=== Data supplied ===
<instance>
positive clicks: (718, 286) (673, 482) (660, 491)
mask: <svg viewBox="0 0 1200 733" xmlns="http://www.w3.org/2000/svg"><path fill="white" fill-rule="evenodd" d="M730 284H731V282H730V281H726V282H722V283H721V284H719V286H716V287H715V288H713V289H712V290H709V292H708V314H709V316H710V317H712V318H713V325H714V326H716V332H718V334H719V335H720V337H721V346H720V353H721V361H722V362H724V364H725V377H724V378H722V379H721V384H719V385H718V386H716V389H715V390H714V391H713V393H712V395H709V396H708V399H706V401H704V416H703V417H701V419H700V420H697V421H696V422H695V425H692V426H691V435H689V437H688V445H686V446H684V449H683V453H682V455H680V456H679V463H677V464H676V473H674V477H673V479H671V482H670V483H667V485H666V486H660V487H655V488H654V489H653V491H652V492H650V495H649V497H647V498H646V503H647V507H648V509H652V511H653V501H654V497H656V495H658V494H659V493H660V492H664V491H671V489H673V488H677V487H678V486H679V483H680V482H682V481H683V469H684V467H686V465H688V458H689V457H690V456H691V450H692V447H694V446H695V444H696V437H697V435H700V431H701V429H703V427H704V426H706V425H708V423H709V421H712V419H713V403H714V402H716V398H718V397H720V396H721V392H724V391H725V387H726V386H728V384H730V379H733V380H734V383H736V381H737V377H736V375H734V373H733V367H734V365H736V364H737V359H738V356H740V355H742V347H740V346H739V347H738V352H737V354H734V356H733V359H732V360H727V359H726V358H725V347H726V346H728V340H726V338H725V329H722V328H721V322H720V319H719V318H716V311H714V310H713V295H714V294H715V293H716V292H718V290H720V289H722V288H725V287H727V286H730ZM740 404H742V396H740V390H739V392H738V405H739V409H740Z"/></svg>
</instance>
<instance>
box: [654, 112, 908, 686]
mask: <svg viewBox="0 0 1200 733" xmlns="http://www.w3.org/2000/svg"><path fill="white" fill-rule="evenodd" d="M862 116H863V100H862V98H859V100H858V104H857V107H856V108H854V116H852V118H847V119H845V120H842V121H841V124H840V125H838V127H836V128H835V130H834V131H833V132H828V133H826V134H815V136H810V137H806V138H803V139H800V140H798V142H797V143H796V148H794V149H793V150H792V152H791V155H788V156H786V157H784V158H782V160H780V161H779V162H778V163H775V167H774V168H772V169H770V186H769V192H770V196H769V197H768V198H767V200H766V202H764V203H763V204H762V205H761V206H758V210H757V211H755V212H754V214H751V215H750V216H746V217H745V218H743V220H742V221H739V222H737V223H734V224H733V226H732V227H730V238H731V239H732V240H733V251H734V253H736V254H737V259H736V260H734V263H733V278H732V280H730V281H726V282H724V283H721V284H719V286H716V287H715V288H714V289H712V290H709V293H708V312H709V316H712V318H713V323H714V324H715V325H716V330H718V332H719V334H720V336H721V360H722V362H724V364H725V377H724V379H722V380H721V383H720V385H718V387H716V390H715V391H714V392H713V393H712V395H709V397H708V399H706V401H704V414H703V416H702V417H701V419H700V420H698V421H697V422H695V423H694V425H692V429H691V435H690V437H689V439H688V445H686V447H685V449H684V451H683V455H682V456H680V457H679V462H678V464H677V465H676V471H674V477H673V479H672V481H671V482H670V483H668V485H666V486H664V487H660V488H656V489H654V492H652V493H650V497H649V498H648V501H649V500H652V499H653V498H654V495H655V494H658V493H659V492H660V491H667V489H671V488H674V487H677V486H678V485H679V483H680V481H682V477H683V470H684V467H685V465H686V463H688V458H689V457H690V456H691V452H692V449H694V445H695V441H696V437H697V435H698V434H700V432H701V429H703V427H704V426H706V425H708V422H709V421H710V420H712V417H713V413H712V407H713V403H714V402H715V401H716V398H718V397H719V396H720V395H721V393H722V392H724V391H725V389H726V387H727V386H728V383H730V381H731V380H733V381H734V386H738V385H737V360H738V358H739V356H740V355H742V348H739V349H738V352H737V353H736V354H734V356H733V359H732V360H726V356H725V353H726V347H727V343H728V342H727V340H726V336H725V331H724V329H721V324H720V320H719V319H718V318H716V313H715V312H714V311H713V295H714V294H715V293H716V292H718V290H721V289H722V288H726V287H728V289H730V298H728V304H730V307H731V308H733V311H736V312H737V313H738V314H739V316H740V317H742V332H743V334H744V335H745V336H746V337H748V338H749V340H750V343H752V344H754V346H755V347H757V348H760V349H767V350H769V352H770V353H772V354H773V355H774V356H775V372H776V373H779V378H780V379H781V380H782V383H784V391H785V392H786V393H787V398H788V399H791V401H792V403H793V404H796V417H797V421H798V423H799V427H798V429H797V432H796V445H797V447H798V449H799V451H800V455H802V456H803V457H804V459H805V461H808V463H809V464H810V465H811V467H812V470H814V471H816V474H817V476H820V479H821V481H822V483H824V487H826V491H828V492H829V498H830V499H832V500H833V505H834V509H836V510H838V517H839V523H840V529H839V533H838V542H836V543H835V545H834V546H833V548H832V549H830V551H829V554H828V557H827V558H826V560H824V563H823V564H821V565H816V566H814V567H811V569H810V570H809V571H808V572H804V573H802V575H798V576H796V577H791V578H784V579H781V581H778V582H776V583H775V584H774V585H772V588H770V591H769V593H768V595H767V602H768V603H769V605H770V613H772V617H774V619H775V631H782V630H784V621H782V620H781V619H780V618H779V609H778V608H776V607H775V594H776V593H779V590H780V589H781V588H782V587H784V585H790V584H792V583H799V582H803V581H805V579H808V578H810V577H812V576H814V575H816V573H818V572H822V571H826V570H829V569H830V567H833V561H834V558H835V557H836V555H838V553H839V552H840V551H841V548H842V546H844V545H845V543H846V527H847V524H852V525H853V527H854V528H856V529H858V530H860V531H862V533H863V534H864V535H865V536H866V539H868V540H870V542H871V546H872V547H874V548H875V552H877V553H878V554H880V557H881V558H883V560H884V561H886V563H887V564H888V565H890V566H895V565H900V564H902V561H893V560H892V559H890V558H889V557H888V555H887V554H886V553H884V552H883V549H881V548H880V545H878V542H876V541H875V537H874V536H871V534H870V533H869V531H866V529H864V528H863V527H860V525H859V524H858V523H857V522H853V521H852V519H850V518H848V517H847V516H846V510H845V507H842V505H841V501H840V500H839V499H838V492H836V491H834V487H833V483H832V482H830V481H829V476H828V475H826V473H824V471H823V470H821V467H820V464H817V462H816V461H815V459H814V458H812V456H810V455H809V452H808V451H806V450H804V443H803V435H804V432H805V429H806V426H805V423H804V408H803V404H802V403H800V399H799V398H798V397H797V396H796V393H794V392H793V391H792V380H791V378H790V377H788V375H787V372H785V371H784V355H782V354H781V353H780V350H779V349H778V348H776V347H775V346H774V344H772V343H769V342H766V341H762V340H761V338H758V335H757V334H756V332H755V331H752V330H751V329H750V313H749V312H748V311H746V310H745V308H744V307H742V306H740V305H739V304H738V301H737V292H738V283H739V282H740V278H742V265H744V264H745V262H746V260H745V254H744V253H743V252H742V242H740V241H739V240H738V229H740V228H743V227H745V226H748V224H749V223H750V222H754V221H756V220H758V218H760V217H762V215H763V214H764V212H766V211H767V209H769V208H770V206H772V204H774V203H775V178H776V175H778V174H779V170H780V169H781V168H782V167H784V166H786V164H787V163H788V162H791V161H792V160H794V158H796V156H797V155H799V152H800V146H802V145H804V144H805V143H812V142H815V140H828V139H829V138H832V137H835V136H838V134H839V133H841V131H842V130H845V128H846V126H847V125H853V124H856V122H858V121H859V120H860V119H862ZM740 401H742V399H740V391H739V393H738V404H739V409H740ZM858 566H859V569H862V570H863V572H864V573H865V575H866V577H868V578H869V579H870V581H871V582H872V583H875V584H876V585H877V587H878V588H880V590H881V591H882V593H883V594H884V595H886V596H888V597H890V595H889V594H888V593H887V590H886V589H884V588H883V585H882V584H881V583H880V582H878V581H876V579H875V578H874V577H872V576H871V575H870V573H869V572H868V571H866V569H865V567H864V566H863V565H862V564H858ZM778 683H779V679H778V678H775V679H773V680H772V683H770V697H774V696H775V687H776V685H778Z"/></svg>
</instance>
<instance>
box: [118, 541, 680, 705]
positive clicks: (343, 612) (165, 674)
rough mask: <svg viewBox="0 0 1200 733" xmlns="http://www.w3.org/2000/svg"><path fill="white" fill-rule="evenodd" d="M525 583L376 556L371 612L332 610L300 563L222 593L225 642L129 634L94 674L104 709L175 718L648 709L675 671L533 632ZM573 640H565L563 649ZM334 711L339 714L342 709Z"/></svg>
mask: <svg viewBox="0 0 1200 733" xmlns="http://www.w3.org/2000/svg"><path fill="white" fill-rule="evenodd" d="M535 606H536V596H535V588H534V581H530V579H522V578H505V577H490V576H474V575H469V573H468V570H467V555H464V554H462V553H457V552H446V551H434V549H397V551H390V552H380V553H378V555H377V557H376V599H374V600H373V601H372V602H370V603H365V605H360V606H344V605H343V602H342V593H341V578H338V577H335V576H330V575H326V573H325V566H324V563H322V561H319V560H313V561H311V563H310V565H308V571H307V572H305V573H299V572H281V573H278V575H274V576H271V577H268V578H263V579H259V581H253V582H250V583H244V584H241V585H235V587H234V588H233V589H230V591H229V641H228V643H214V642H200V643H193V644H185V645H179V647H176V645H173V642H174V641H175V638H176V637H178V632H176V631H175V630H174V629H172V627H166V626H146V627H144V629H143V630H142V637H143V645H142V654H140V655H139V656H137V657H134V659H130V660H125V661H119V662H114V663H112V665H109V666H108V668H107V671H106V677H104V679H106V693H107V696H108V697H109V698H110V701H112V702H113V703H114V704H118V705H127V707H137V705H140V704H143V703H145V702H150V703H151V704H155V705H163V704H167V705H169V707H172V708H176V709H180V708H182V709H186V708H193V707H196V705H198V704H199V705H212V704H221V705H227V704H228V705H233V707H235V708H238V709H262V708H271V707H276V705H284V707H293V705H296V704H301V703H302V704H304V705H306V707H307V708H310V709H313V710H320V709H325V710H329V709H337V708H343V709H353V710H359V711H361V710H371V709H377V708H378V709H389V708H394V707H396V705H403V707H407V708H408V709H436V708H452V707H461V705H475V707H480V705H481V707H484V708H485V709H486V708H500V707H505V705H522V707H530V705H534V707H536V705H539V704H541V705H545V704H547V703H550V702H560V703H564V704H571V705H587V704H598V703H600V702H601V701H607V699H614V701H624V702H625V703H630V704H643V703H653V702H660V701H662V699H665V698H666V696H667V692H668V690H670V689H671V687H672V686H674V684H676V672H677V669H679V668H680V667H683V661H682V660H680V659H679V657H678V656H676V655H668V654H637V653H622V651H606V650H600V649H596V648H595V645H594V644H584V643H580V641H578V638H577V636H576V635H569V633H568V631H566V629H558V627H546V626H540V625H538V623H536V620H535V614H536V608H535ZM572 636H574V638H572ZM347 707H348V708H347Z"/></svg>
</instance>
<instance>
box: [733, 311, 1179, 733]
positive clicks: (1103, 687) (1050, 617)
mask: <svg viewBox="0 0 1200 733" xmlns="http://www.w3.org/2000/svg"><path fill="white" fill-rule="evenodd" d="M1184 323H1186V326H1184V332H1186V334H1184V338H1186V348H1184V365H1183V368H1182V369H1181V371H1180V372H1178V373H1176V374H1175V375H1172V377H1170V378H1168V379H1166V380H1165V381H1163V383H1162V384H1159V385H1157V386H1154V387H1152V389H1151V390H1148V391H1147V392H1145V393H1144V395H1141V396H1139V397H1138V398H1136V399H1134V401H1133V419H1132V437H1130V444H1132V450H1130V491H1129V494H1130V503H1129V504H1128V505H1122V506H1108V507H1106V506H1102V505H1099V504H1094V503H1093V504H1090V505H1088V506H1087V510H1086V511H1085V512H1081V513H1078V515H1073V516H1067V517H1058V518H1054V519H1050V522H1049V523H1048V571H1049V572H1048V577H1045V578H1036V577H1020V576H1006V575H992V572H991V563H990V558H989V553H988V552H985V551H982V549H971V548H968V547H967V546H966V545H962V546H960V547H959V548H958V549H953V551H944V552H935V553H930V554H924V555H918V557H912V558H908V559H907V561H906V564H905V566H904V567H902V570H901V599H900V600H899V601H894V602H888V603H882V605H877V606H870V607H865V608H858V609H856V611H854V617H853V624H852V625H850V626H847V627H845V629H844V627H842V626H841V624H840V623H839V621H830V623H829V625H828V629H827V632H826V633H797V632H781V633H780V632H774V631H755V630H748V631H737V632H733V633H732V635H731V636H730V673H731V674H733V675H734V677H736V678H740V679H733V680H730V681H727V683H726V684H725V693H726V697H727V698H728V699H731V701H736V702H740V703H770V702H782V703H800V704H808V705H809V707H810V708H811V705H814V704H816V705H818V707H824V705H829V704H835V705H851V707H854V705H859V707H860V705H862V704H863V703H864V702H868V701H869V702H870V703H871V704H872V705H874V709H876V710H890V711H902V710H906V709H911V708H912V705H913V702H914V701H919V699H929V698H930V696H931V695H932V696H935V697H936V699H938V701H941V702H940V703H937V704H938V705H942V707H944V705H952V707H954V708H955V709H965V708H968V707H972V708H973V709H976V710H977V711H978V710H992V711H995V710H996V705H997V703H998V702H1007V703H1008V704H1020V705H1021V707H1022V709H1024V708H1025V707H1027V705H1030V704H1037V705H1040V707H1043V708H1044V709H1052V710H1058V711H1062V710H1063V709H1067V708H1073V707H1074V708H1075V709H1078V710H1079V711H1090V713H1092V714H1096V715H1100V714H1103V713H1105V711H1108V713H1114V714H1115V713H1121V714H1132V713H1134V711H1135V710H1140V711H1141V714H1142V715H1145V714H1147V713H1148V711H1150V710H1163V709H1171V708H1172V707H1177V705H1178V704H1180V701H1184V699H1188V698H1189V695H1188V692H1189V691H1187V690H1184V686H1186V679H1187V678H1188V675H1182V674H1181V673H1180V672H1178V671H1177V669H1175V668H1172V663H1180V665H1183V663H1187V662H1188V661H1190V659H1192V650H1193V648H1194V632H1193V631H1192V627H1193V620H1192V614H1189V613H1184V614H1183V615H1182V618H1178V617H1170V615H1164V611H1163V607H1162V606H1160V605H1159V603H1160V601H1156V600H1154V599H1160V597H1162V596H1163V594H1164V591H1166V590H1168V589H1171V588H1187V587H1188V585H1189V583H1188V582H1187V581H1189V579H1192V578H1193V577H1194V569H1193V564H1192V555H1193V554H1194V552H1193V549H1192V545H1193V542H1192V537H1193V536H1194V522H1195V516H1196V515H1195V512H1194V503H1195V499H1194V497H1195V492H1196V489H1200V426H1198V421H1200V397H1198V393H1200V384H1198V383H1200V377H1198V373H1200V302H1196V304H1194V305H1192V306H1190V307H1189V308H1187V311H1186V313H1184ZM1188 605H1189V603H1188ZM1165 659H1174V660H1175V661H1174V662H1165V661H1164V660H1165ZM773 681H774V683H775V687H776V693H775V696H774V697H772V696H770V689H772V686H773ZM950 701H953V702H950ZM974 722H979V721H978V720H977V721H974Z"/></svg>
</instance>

=== Exercise aim ===
Among the lines of the preceding data, which ones hold the word "positive"? List them.

=== Solved problem ===
positive clicks: (718, 286) (673, 482) (660, 491)
positive clicks: (343, 612) (165, 674)
positive clicks: (1103, 687) (1050, 617)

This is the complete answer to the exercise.